* [Required actions]:
1) According to the AWS architecture text, how many availability zones does the VPC span?
2) Translate this sentence from the AWS architecture text into Spanish: "Supabase Cloud is the alternative if self-hosting is not required."

This document provides a comprehensive overview of the AWS architecture for EKB services infrastructure. The architecture follows cloud-native patterns with AWS managed services, Kubernetes orchestration, and automated scaling.

AWS Architecture Overview

The architecture follows cloud-native patterns with AWS managed services, Kubernetes orchestration, and automated scaling.

Architecture Diagram

Self-hosted Supabase uses a CloudNativePG-managed HA PostgreSQL cluster (ha-supabase-db) with PgBouncer pooling, MinIO for object storage, and the full Supabase application stack deployed via helm-deployment/supabase-kubernetes-ha. Supabase Cloud is the alternative if self-hosting is not required.

Key Components

1. Networking Layer

DNS Provider

Purpose: Domain name resolution; works with any provider (Route 53, Cloudflare, etc.)
Domains (use your own domain, e.g. example.com):
- app.example.com — Web Frontend
- api.example.com — FastAPI Backend
- automations.example.com — Automator Service
- supabase.example.com — Supabase Kong (self-hosted only)
- signoz.example.com — SigNoz observability (optional)
SSL Validation: CNAME records required for ACM DNS validation

Application Load Balancer (ALB)

Purpose: SSL termination, load balancing, and hostname-based routing
Features:
- SSL/TLS termination using ACM certificates (wildcard or per-service)
- HTTP → HTTPS redirect
- Health checks for all target groups
Managed by: AWS Load Balancer Controller (Helm chart in helm-deployment/infrastructure)

VPC

CIDR: Environment-specific (e.g. 10.x.0.0/16)
Availability Zones: 3 AZs in the chosen region
Subnets: 3 public (NAT Gateways) + 3 private (EKS nodes)
Outbound: NAT Gateway per AZ for node egress

2. Compute Layer

EKS Cluster

Version: Kubernetes 1.33
System Node Group: Managed node group running Karpenter controller (not on Karpenter-managed nodes, per AWS best practice)

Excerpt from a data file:
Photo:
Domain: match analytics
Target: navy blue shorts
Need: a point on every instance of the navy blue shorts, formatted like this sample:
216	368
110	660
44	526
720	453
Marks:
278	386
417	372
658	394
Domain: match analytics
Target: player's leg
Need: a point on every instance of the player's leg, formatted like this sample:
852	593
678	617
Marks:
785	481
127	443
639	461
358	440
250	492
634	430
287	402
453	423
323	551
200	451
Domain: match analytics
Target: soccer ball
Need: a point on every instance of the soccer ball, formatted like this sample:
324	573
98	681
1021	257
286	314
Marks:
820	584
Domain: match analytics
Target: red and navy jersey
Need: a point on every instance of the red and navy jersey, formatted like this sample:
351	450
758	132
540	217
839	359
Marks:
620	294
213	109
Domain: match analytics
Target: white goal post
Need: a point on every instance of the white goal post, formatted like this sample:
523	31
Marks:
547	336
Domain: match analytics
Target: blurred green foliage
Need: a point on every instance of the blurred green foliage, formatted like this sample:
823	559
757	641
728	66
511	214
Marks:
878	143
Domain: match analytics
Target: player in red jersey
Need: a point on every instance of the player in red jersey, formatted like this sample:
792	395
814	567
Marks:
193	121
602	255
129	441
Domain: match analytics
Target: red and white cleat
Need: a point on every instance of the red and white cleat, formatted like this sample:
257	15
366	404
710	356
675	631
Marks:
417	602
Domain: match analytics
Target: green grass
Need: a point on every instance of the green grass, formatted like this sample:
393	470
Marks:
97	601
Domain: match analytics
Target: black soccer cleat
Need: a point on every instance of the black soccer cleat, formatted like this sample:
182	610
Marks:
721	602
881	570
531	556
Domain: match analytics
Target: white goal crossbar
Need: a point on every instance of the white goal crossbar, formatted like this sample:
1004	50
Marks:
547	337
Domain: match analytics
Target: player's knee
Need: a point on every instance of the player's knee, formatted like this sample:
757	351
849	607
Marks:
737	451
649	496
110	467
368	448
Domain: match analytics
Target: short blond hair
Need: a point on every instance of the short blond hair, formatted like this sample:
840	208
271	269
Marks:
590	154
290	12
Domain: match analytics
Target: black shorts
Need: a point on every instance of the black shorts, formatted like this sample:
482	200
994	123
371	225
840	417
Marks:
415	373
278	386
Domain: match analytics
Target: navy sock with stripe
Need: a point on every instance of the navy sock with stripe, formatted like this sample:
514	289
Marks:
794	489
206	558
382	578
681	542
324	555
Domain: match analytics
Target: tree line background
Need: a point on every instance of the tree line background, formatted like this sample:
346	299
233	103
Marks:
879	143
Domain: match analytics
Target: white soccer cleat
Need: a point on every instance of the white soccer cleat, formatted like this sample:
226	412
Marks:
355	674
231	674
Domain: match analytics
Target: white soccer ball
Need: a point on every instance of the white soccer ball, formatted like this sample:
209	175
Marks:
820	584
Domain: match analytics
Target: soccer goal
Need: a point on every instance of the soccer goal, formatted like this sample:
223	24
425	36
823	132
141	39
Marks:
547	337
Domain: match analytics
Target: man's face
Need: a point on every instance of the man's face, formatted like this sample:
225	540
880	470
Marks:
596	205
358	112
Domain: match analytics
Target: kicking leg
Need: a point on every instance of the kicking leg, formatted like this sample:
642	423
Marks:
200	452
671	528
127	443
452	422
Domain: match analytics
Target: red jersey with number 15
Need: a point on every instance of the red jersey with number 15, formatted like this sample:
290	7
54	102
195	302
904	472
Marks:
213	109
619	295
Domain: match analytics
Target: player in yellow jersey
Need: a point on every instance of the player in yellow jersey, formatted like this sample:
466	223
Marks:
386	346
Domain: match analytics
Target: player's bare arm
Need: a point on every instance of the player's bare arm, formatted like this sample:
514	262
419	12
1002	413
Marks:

* [Answers below]:
1) Three availability zones in the chosen region.

2) Supabase Cloud es la alternativa si no se requiere el autoalojamiento.